*Work to complete:* The exercise asks for every line of the data to be reproduced exactly.

*Stored records:*
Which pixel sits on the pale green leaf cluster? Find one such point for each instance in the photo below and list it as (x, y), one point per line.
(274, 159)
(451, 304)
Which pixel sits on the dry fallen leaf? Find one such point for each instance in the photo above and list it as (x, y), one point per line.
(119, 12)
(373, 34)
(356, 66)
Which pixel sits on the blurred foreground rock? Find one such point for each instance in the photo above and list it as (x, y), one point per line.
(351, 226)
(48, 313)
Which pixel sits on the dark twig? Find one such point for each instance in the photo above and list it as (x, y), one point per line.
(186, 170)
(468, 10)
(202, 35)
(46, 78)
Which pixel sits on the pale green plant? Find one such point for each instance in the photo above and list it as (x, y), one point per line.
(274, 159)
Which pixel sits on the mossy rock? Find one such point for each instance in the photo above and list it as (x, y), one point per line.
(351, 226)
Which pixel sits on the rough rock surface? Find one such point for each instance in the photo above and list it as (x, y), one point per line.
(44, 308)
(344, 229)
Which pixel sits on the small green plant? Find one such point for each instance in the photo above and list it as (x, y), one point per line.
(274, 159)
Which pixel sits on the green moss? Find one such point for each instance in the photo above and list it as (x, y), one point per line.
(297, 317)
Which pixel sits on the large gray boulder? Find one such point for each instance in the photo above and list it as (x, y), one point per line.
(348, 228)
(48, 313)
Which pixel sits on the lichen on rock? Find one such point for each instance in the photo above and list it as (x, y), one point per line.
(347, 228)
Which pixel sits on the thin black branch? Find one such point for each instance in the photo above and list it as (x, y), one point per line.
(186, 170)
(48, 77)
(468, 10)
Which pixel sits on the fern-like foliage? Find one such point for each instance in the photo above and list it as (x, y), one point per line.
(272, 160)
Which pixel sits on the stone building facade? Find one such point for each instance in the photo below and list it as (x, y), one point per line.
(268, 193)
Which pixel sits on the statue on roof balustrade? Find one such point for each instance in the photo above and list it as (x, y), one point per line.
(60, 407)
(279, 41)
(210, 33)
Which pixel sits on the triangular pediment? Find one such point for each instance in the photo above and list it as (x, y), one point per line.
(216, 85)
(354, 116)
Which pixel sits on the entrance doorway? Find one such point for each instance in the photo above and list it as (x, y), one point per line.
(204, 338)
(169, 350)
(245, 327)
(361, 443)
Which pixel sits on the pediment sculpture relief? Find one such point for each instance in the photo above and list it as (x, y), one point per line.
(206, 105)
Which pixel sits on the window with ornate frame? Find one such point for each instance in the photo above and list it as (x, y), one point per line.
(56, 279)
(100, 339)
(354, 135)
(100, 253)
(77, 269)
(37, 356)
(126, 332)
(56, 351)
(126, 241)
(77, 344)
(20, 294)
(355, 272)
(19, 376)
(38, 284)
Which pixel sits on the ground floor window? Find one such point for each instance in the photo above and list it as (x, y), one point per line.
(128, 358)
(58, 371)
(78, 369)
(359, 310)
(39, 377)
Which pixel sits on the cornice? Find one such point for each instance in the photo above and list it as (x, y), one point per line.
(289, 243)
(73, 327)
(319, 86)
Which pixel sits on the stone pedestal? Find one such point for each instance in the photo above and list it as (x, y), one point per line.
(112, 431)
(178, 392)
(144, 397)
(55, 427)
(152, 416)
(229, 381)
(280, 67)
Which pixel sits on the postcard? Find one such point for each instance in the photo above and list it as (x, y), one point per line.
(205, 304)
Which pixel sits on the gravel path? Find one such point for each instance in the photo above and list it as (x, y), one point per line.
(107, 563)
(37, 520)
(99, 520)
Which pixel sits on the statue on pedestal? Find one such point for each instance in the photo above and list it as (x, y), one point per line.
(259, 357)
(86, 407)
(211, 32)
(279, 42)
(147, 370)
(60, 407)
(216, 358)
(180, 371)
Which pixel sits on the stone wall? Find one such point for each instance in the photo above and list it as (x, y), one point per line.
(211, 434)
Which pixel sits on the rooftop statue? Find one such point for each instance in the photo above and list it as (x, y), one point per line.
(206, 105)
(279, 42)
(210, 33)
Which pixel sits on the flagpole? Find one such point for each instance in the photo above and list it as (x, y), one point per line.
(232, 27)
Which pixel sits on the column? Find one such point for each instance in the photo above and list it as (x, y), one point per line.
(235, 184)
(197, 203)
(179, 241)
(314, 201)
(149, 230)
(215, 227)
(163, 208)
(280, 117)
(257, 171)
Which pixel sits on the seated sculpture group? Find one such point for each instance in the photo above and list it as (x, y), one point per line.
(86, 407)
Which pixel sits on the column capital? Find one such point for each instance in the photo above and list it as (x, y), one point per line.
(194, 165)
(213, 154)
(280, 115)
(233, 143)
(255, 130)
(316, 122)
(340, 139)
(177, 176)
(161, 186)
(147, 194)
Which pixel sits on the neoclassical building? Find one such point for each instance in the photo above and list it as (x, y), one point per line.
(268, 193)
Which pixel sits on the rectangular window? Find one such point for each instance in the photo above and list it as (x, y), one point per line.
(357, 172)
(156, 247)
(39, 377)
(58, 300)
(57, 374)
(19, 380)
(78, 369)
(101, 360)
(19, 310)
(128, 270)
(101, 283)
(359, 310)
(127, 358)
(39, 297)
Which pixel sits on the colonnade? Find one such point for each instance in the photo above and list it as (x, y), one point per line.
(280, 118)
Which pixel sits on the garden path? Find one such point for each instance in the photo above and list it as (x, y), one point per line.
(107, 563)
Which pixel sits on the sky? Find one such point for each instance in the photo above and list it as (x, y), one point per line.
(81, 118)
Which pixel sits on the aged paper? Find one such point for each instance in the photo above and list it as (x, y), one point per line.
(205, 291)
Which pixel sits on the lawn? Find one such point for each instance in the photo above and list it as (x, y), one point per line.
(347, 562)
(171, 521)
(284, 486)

*Written solution:*
Which pixel sits on the pale green leaf cluster? Find one such point for each instance in the photo below and list it as (x, y), one point per line.
(274, 159)
(451, 304)
Which pixel sits on the dry fallen leaf? Find one such point for each instance in the photo above and list it as (x, y), one point per line.
(119, 12)
(373, 34)
(356, 66)
Which pixel sits on the blurred foreground rock? Find one such point for each instance in the photo above and list it as (x, y), one point per line.
(351, 226)
(48, 313)
Which pixel sits on the dark twig? Find one such point for each instance in the photo above and list it as (x, y), one point per line.
(186, 170)
(468, 10)
(202, 35)
(46, 78)
Which pixel sits on the pale green plant? Find one such point for each instance in the photo above and list it as (x, y), one point per line.
(274, 159)
Which pixel sits on the mossy rock? Find one such point for each instance in the photo above and list it as (x, y), one point per line.
(351, 226)
Which pixel sits on the rough rock surface? Find one such point for each instance in the photo above and list it as (x, y), one point per line.
(44, 308)
(344, 229)
Which pixel sits on the small green plant? Find one such point for each instance in the photo above and list it as (x, y), one point per line.
(274, 159)
Which pixel sits on the green moss? Find one such point for each instance in the photo above and list it as (x, y), one point per line.
(297, 317)
Which pixel sits on the large gray boulder? Find one such point for each instance in the photo above and list it as (x, y), one point per line.
(348, 228)
(48, 313)
Which pixel sits on the lichen on rock? Find one such point for each instance in the photo above and list it as (x, y), one point per line.
(347, 228)
Which pixel sits on the thin black branch? Find one such point for each instance in the photo above and list it as (x, y), one point per line.
(186, 170)
(48, 77)
(468, 10)
Which pixel sits on the fern-like foliage? Find one such point for each instance in the photo above and list it as (x, y), one point per line.
(272, 160)
Which pixel sits on the stone building facade? Find one such point for each instance in the photo below and list it as (x, y), one point per line.
(268, 193)
Which pixel sits on the statue on roof balustrade? Find one such point for each instance in the photo above and list it as (x, y), one point per line.
(60, 407)
(279, 41)
(210, 33)
Which pixel sits on the triangular pediment? Find one such point for each instance in the photo above and list it as (x, y), one point per line.
(216, 85)
(354, 116)
Which pixel sits on the entrance doorway? Find one such point for each instance in the photo above and list it as (x, y), one point per line.
(204, 338)
(169, 350)
(245, 327)
(361, 443)
Which pixel sits on the pediment sculpture relief? Find one such point for each instance in the photo above and list it as (x, y), one point per line.
(206, 105)
Which pixel sits on the window with ornate frame? Find one such point for each instance in the photo above and list it as (x, y), one point per line.
(56, 279)
(100, 339)
(354, 135)
(100, 253)
(77, 269)
(37, 356)
(126, 332)
(56, 351)
(126, 241)
(77, 344)
(20, 294)
(355, 272)
(19, 376)
(38, 284)
Which pixel sits on the ground floor window? Find one such point for each instance in the photo above and list it as (x, y), one point per line.
(128, 358)
(58, 371)
(78, 369)
(359, 310)
(39, 377)
Which pixel sits on the cornice? Find one such point for each instance in the photo above and list it as (x, y), one point per line.
(289, 243)
(73, 327)
(319, 86)
Which pixel sits on the stone pedestal? Find one such point for each instance in the photo above and list it as (x, y), one point per line.
(112, 431)
(178, 392)
(144, 397)
(55, 427)
(152, 416)
(229, 381)
(280, 67)
Which pixel sits on the postcard? Find one such point for each instance in the photo above and list it as (x, y), one point per line.
(205, 304)
Which pixel sits on the gravel path? Find one such point for each instance in the photo above and list it as (x, y), one point per line.
(107, 563)
(37, 520)
(99, 520)
Which pixel sits on the statue on pedestal? Find one such point for each instance in the photo above and list it as (x, y), one point per line.
(259, 357)
(86, 407)
(211, 32)
(279, 42)
(147, 370)
(60, 407)
(216, 358)
(180, 371)
Which pixel sits on the stone wall? Find one such point for each instance in the photo above and list it as (x, y), one point per line.
(211, 434)
Which pixel sits on the rooftop statue? Find one such point for each instance in the photo above and list it as (x, y), one point per line.
(206, 105)
(279, 42)
(210, 33)
Which pixel sits on the flagpole? Find one such point for each instance in the photo above and list it as (x, y), one point per line.
(232, 27)
Which pixel sits on the column? Find one such point for each instance in the photo above and list it as (x, y), one point per line.
(235, 184)
(197, 203)
(179, 241)
(314, 201)
(149, 230)
(215, 227)
(163, 208)
(280, 117)
(257, 171)
Which pixel sits on the seated sculpture group? Find one such point for each instance in the photo above and list it as (x, y), one point per line.
(86, 407)
Which pixel sits on the column capital? Find one such point for each instance in the photo above and list it as (x, y), one point per line.
(194, 165)
(213, 154)
(280, 115)
(233, 143)
(255, 130)
(316, 122)
(340, 139)
(177, 176)
(161, 186)
(147, 194)
Which pixel sits on the neoclassical building? Find one such point for each instance in the photo above and list it as (x, y), one point per line.
(268, 193)
Which pixel sits on the rectangular window? Find one such point for each instance in the photo above and list it as (x, y), one point per line.
(357, 172)
(156, 247)
(39, 377)
(58, 300)
(57, 374)
(19, 380)
(78, 369)
(101, 360)
(19, 310)
(128, 270)
(101, 283)
(359, 310)
(127, 358)
(39, 297)
Which pixel sits on the colonnade? Find one such point for each instance in the photo above and list it as (x, y), one point per line.
(280, 118)
Which pixel sits on the garden path? Find one such point for each instance in the photo above and list it as (x, y), one point per line.
(107, 563)
Which pixel sits on the sky? Find one such point for each instance in the photo above and list it as (x, y), one point per line.
(81, 118)
Which pixel sits on the aged paper? Find one such point for each instance in the photo above and list it as (x, y), one point per line.
(205, 291)
Which pixel sits on the lawn? Find one such point for each instance in the photo above and list it as (x, y), one point per line.
(347, 562)
(171, 521)
(284, 486)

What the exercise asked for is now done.